The specific instructions that were presented to each participant reflected a random counterbalancing of the left/right side to which the YES and NO responses were assigned, and the words YES and NO were presented on either side of the bottom of the screen throughout the recognition task in accordance with this counterbalancing. A total of 60 recognition trials were given in a random order, corresponding to each of the T1, T2, T3, and T4 words, along with half (randomly selected) of the T5 words. On each trial, a randomly selected experimental word appeared on the center of the screen and remained until the participant made a response. After a response was made, the word disappeared and a new word appeared on the next trial 1 s later. Participants did not receive feedback regarding the accuracy or speed of their recognition responses. After the last recognition word was judged, participants were debriefed and thanked for their participation. Depending on participant performance, the entire experimental procedure lasted no longer than 2 hr.
Because in most published studies false memory phenomena are quite variable across participants, we chose to employ nomothetic analyses and to analyze data from participants who achieved different levels of success in training. This approach was consistent with our view of semantic relatedness being a function of experience. From this perspective, false-memory effects should be heavily dependent on training outcomes. Participants thus were sorted by their MTS training and Bonus Problems performances in order to assign them to one of three groups, and data from all three groups were analyzed.

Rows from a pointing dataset

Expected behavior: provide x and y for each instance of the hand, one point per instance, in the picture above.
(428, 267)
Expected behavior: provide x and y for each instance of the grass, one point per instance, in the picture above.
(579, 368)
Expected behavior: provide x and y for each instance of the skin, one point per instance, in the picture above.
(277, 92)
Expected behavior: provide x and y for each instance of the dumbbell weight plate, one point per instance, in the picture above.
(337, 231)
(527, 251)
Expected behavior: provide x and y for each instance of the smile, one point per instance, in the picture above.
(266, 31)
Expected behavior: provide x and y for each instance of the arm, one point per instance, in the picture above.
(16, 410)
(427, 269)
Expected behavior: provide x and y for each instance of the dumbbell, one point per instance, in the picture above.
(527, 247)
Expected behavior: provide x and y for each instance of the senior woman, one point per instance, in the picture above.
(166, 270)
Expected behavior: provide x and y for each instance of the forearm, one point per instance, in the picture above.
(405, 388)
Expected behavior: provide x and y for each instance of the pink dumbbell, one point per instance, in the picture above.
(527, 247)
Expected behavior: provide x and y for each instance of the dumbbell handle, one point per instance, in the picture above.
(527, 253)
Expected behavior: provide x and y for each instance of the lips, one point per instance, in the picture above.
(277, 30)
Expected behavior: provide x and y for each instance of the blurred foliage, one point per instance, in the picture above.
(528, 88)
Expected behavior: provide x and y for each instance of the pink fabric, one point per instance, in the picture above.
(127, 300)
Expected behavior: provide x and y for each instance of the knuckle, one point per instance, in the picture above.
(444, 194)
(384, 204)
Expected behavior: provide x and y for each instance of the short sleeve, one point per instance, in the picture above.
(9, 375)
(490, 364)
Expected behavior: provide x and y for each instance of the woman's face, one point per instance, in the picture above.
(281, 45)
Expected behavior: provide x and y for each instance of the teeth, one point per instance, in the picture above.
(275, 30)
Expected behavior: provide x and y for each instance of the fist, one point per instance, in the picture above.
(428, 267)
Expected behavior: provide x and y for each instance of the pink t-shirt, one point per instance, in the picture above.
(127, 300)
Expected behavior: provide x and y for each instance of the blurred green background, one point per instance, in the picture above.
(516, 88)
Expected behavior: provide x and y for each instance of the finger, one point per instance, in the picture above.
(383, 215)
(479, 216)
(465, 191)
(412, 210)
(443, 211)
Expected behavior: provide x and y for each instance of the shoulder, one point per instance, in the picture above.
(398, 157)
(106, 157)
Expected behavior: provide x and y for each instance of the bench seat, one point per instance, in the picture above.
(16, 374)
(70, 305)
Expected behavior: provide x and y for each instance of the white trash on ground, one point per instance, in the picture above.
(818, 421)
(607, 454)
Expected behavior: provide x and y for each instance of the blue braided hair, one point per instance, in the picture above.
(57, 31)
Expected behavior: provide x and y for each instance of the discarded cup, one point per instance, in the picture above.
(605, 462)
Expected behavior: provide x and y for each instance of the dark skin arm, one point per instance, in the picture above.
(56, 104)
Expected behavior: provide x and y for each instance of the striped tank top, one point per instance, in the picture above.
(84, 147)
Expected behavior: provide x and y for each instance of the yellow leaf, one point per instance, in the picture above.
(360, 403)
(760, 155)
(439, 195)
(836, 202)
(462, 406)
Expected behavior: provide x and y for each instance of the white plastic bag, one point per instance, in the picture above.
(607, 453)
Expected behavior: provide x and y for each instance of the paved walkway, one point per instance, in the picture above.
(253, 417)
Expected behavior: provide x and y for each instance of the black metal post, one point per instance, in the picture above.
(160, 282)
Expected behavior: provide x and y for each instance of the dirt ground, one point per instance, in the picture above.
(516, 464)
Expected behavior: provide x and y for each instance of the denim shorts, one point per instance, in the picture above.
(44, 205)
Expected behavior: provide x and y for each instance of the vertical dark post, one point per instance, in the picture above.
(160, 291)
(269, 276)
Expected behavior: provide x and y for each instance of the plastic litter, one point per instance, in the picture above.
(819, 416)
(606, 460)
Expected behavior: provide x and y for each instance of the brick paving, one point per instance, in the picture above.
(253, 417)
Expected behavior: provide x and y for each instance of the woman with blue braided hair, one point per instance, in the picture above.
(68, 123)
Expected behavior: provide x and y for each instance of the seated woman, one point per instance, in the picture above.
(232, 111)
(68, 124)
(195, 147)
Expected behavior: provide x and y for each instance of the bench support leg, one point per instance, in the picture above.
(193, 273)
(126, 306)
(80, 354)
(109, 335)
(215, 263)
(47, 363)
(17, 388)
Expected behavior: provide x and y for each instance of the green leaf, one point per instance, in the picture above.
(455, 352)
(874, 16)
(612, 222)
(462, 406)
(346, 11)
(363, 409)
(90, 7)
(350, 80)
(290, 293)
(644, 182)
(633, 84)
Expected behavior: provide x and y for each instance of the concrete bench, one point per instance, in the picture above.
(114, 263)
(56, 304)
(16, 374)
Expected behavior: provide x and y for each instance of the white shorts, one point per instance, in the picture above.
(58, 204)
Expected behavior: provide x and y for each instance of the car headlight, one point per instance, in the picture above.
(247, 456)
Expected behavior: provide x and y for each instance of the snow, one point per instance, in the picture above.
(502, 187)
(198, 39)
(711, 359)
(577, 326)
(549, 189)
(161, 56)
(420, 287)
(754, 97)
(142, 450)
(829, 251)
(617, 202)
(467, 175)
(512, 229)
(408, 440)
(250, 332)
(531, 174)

*What you will do*.
A: Reproduce the part of the false-memory study passage between "Because in most" and "groups were analyzed.", inclusive.
B: Extend the false-memory study passage by writing what comes after its last sentence.

*The results*.
A:
Because in most published studies false memory phenomena are quite variable across participants, we chose to employ nomothetic analyses and to analyze data from participants who achieved different levels of success in training. This approach was consistent with our view of semantic relatedness being a function of experience. From this perspective, false-memory effects should be heavily dependent on training outcomes. Participants thus were sorted by their MTS training and Bonus Problems performances in order to assign them to one of three groups, and data from all three groups were analyzed.

B:
The first (Failed) group (n = 13) included participants who had achieved less than 66% accuracy on their last block of MTS trials and did not pass a set of random Bonus Problems with 100% accuracy. The training experiences of these individuals were not expected to contribute to semantic relatedness or, therefore, the emergence of false memory effects. The second (Partial Achievement) group (n = 15) included participants who achieved limited success during training, meaning greater than 66% accuracy on their last block of MTS trials and failure to pass a set of random Bonus Problems with 100% accuracy. The training experiences of these individuals were expected to spawn some false memory effects. Finally, the third (Full Achievement) group (n = 29) included those participants who had achieved greater than 66% accuracy on their last block of MTS trials and passed a set of random Bonus Problems with 100% accuracy. The training experiences of these individuals were expected to reliably spawn false memory effects.
Demographic characteristics of the three groups and the total sample can be found in Table 2. According to one-way between-subjects ANOVAs (critical alpha = .05), the groups did not differ significantly in terms of age, F(2, 54) = 0.21, p = .812, η2 = .01, gender ratio, F(2, 54) = 2.88, p = .065, η2 = .10, or years of education, F(2, 54) = 0.31, p = .734, η2 = .01.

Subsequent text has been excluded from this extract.